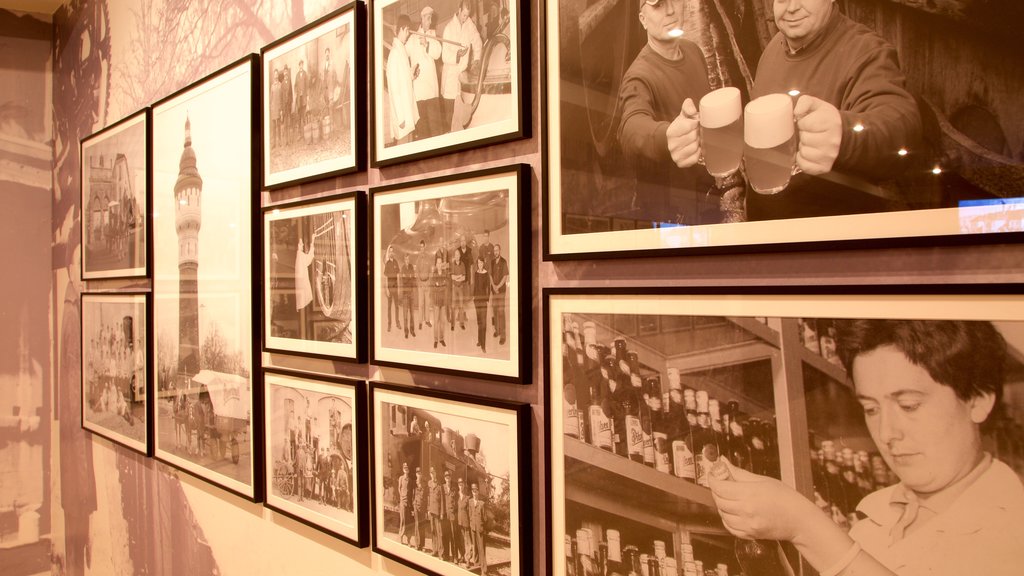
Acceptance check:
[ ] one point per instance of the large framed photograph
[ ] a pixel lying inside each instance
(451, 277)
(205, 384)
(314, 277)
(316, 452)
(828, 389)
(451, 482)
(446, 76)
(116, 199)
(115, 368)
(656, 138)
(313, 111)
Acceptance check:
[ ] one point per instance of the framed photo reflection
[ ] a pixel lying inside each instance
(313, 111)
(206, 385)
(448, 75)
(697, 134)
(314, 277)
(451, 275)
(116, 200)
(316, 452)
(451, 482)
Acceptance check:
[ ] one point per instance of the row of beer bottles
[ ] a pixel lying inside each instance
#####
WHAT YOU WILL DO => Repeat exactly the lines from the one containing "[ ] one point per instance of the row" to the end of the records.

OUTPUT =>
[ ] one point per instance of the row of beer bottles
[ ] a pixel lying inside each instance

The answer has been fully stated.